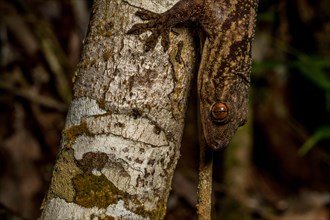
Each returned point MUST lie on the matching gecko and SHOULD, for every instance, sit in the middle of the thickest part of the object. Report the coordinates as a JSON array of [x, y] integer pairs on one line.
[[224, 69]]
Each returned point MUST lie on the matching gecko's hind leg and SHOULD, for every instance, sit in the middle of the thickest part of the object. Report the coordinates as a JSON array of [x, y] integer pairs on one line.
[[158, 26]]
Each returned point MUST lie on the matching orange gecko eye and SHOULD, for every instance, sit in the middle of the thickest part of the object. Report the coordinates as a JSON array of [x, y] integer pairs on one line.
[[219, 111]]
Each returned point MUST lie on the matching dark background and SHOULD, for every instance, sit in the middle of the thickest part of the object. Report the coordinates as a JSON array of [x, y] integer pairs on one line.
[[277, 167]]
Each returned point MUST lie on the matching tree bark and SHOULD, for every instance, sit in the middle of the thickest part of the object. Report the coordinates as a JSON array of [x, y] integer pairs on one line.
[[121, 141]]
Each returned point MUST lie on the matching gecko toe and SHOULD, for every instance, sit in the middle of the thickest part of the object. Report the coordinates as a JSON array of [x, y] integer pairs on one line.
[[146, 15]]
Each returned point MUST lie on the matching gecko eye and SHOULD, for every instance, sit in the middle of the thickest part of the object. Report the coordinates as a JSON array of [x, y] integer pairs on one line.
[[219, 111]]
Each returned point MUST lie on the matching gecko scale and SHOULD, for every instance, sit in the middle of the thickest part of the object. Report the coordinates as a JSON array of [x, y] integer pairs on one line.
[[224, 70]]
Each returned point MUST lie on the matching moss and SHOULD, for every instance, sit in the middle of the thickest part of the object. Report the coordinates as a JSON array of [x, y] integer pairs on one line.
[[64, 169], [73, 132], [92, 161], [94, 190], [106, 55]]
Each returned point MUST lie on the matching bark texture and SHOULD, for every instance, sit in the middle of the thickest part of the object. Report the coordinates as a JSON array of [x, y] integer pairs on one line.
[[123, 131]]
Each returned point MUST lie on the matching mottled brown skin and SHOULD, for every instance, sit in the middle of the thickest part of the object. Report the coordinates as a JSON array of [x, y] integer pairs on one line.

:::::

→ To do
Copy the rows again, from the one containing "Each returned point MUST lie on the matching gecko toe" down through the last row, with both ends included. Leave the requests as they are, but multiply every coordinate in the answers by 2.55 and round each result to a whole number, with halves rounded up.

→ Problem solution
Each returned point MUST lie on the matching gecko toe and SHOULD, for every instance, sit in the middle of the thickest part of the object. Report the coordinates as a JSON array of [x, y] integer pairs on one line.
[[372, 38]]
Each returned point MUST lie on the matching gecko eye and SHOULD, for every instance, sit in the middle of the thickest part of the object. Report the coordinates as a JSON array of [x, y] integer pairs on one line.
[[558, 283]]
Each returned point MUST lie on the matching gecko scale and SHOULD, for every instance, sit in the middle of the thickest part of the object. Report the coordinates as a JSON array of [x, y] integer pairs on one line.
[[571, 179]]
Each returned point MUST lie on the matching moss and SHOULD, for every instance, sit in the middle of the thickest part of the object. Report the coordinates as a JSON array of [x, y] integer pairs on one line.
[[163, 431], [186, 337], [235, 411], [240, 485], [270, 140]]
Each returned point MUST lie on the matching bark texture and SHOULD, for every instance, sit in the middle of the thickest part of the object. Report the coordinates as a JSON array of [x, y] integer pairs on one line.
[[314, 334]]
Each returned point MUST lie on the matching mottled brown skin and SHOULD, for every instance, sit in the middle of the thickest part of the object. Report the coordinates as a JSON array of [x, y] integer pairs on one line.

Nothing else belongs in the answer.